Records:
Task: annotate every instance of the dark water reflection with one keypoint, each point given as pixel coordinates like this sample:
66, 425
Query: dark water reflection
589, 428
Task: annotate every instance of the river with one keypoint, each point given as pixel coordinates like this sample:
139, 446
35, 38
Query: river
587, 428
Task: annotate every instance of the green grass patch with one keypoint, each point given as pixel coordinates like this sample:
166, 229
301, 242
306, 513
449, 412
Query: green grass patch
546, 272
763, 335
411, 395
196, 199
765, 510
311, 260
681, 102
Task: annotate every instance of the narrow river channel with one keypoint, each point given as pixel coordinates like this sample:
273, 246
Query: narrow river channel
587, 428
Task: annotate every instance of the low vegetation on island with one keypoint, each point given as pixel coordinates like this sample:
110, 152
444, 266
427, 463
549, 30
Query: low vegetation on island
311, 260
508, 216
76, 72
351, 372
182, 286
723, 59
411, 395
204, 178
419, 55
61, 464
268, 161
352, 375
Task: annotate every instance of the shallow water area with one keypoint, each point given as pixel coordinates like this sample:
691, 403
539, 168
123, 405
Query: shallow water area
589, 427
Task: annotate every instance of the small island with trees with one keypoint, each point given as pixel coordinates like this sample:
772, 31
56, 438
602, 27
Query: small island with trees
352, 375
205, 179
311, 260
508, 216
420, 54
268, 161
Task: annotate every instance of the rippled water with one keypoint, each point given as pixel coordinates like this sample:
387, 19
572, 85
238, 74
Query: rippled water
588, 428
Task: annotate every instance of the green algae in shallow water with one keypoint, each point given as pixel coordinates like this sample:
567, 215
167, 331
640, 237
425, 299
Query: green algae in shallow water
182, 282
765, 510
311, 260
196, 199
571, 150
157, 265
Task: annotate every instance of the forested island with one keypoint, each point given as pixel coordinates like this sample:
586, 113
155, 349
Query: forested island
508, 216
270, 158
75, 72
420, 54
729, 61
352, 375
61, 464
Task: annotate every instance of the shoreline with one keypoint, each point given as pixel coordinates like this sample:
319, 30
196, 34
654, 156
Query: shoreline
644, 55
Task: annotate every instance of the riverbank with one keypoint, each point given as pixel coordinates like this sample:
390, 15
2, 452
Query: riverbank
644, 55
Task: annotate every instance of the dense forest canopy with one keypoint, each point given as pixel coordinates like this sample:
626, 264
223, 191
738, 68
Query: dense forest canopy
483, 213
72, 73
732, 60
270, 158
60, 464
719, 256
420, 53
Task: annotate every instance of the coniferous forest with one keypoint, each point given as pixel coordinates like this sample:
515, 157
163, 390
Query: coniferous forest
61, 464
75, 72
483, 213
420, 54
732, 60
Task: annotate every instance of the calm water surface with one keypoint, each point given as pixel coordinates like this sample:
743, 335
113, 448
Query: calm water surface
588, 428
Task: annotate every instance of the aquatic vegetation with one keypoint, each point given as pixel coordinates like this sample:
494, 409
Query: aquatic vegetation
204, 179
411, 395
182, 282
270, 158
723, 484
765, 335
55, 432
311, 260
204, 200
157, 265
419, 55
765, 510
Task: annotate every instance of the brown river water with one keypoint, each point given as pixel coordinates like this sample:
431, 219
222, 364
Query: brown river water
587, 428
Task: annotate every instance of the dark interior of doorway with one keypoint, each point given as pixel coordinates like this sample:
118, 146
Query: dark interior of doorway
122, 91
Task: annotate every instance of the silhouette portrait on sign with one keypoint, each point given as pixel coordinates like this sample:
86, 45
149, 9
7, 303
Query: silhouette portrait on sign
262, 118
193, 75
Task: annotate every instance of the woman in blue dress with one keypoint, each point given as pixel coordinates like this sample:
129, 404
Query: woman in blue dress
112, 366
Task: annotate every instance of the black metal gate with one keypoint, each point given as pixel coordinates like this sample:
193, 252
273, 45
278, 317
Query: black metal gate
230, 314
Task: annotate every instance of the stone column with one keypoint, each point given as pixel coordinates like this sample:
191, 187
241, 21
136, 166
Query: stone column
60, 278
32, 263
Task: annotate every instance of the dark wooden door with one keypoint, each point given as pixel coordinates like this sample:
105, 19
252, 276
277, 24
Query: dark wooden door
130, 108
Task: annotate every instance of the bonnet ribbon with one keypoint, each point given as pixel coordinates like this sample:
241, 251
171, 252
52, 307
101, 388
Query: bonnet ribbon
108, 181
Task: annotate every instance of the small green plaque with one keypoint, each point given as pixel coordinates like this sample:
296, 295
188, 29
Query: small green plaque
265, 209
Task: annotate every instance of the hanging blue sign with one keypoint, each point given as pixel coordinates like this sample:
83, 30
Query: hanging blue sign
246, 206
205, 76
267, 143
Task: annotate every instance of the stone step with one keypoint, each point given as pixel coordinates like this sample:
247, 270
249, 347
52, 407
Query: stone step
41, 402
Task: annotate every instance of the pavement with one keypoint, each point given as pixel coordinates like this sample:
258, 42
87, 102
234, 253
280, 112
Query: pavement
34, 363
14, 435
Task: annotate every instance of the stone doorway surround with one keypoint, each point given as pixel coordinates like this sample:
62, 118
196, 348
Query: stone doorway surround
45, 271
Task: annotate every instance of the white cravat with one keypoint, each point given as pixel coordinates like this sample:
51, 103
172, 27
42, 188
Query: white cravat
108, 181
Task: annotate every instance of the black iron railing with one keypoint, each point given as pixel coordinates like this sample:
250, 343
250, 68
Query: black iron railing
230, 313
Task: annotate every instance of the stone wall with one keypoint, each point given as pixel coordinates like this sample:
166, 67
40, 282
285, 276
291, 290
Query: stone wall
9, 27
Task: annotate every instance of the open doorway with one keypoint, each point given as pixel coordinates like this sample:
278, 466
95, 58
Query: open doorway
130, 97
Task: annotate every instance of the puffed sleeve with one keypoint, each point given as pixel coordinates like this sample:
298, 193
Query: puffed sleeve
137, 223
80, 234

▸ **Direction**: Copy the material above back out, exactly as written.

▸ **Result for this exercise**:
Task: annotate every instance of the dark water reflection with one keypoint, each point given as pixel coordinates like this sample:
66, 425
Query: dark water reflection
589, 428
Task: annotate every instance of the river with one keypoint, each point given as pixel coordinates like this sample:
139, 446
35, 38
Query: river
587, 428
Task: annotate every instance of the green grass patch with one keypoint, each point given as pixel coordinates like this sample:
166, 229
301, 242
306, 513
449, 412
Query: green grass patch
546, 272
763, 335
411, 395
196, 199
765, 510
311, 260
681, 102
Task: annotate every instance of the narrow river channel with one keypoint, each point given as pixel coordinates like this sample:
273, 246
Query: narrow river channel
587, 428
Task: annotate every instance of the low vegetation on island with one keypoint, each point given as pixel coordinates like this sample:
110, 152
444, 266
427, 463
549, 30
Query: low vegetation on island
311, 260
508, 216
76, 72
351, 372
182, 286
723, 59
411, 395
204, 178
419, 55
61, 464
268, 161
352, 375
Task: annotate every instance of the shallow water area with one keypoint, each point given as pixel coordinates like this sample:
691, 403
539, 168
123, 405
Query: shallow water area
589, 427
Task: annotate every instance of the small island with trees with one keypoint, each point given as pixel coordinates like this sample:
772, 31
56, 438
602, 27
Query: small island with trees
352, 375
205, 179
311, 260
508, 216
420, 54
268, 161
Task: annotate every instance of the rippled water with one keypoint, each point given as pixel coordinates like this sample:
387, 19
572, 85
238, 74
Query: rippled water
588, 428
Task: annotate every instance of the green algae in shallow water with one keypoint, each point given as pixel coordinates like this sample:
567, 215
167, 331
640, 237
425, 299
Query: green algae in shallow water
182, 282
765, 510
311, 260
196, 199
571, 150
157, 265
Task: annotate every instance of the forested island with one keypoint, each point given as pixel coordinates like this sample:
586, 113
155, 349
Query: forested island
508, 216
270, 158
75, 72
420, 54
729, 61
352, 375
61, 464
Task: annotate every instance of the shoreline with one keypoint, each point given as pixel coordinates like this sample:
319, 30
196, 34
654, 156
Query: shoreline
644, 55
Task: annotate every instance of the riverbank with one keypoint, each point given as pixel coordinates like this sample:
390, 15
2, 452
Query: riverbank
644, 55
Task: annotate every instance of the dense forest canopy with one keypoint, each point given as pixel coordinates like this sample:
626, 264
223, 191
738, 68
Query: dense forest canopy
483, 213
72, 73
732, 60
270, 158
60, 464
719, 256
420, 53
Task: annotate every instance of the coniferous forest with one keypoint, each point given as pixel coordinates like this sample:
515, 157
163, 390
Query: coniferous forest
61, 464
75, 72
483, 213
420, 54
732, 60
Task: annotate every instance of the calm water surface with one keypoint, each point given as pixel coordinates like this sample:
743, 335
113, 448
Query: calm water surface
588, 428
Task: annotate every instance of the aquatic vegetation with one keypoint, each point given as pixel coordinates like this sample:
494, 409
Query: aquatic vegetation
204, 179
411, 395
182, 282
270, 158
723, 484
765, 335
55, 432
311, 260
204, 200
157, 265
419, 55
765, 510
Task: annotate every instance of the brown river water with one keypoint, each point given as pixel coordinates like this sample:
431, 219
222, 364
Query: brown river water
587, 428
Task: annotate every instance of the dark interior of doorway with one keypoint, each point given as pixel coordinates like this sample:
118, 146
Query: dark interior of doorway
122, 91
Task: annotate every instance of the silhouette portrait on sign with one keypoint, each point given as pixel coordinates like this sample:
86, 45
149, 9
7, 303
Query: silhouette portrait on sign
262, 118
193, 75
Task: annotate every instance of the woman in blue dress with one keypoint, each point given as pixel coordinates like this sample:
129, 404
Query: woman in blue dress
112, 366
Task: annotate every instance of the black metal gate with one keypoint, each point given as pixel coordinates like this sample:
193, 252
273, 45
278, 317
Query: black metal gate
230, 314
Task: annotate every instance of the stone column with one keypoint, each point given as pixel coordinates like this sample:
191, 187
241, 21
136, 166
Query: stone column
60, 278
32, 263
Task: annotate every instance of the dark wooden door with one keypoint, each point given as pixel coordinates like this sample:
105, 19
252, 276
277, 24
Query: dark wooden door
130, 108
Task: annotate every instance of the bonnet ribbon with one keypoint, each point given as pixel coordinates like this sample:
241, 251
171, 252
52, 307
101, 388
Query: bonnet ribbon
108, 181
Task: annotate every instance of the small green plaque with one keypoint, each point given as pixel coordinates like this sample:
296, 295
188, 29
Query: small green plaque
265, 209
Task: annotate every instance of the hanging blue sign with one keypoint, each point given as pixel coordinates like this sample:
83, 30
Query: hanging blue sign
246, 206
205, 76
267, 143
Task: annotate every instance of the stone step with one keypoint, each point given as pixel coordinates like this sample:
247, 270
249, 347
52, 407
Query: stone step
41, 402
Task: annotate every instance of the pavement with one keypoint, each point given as pixel coordinates like this sample:
258, 42
87, 102
234, 253
280, 112
Query: pavement
34, 363
14, 435
Task: annotate every instance of the stone doorway surround with one keypoint, each point given as pixel coordinates like this sample:
62, 118
196, 348
Query: stone doorway surround
45, 271
Task: annotate every instance of the white cravat with one keypoint, each point given as pixel coordinates like this sample:
51, 103
172, 27
42, 188
Query: white cravat
108, 181
Task: annotate every instance of the black iron railing with one keypoint, each point given as pixel coordinates like this sample:
250, 343
250, 68
Query: black iron railing
230, 313
Task: annotate every instance of the stone wall with one keypoint, each point given as pixel coordinates like this sample:
166, 67
40, 282
285, 276
291, 290
Query: stone wall
9, 27
Task: annotate every instance of the open doorway with one keypoint, each point given as pixel coordinates like this sample:
278, 466
95, 58
Query: open doorway
130, 97
Task: annotate every instance of the puffed sleeve with one keypoint, each point given as pixel coordinates like this sample:
298, 193
Query: puffed sleeve
137, 223
80, 234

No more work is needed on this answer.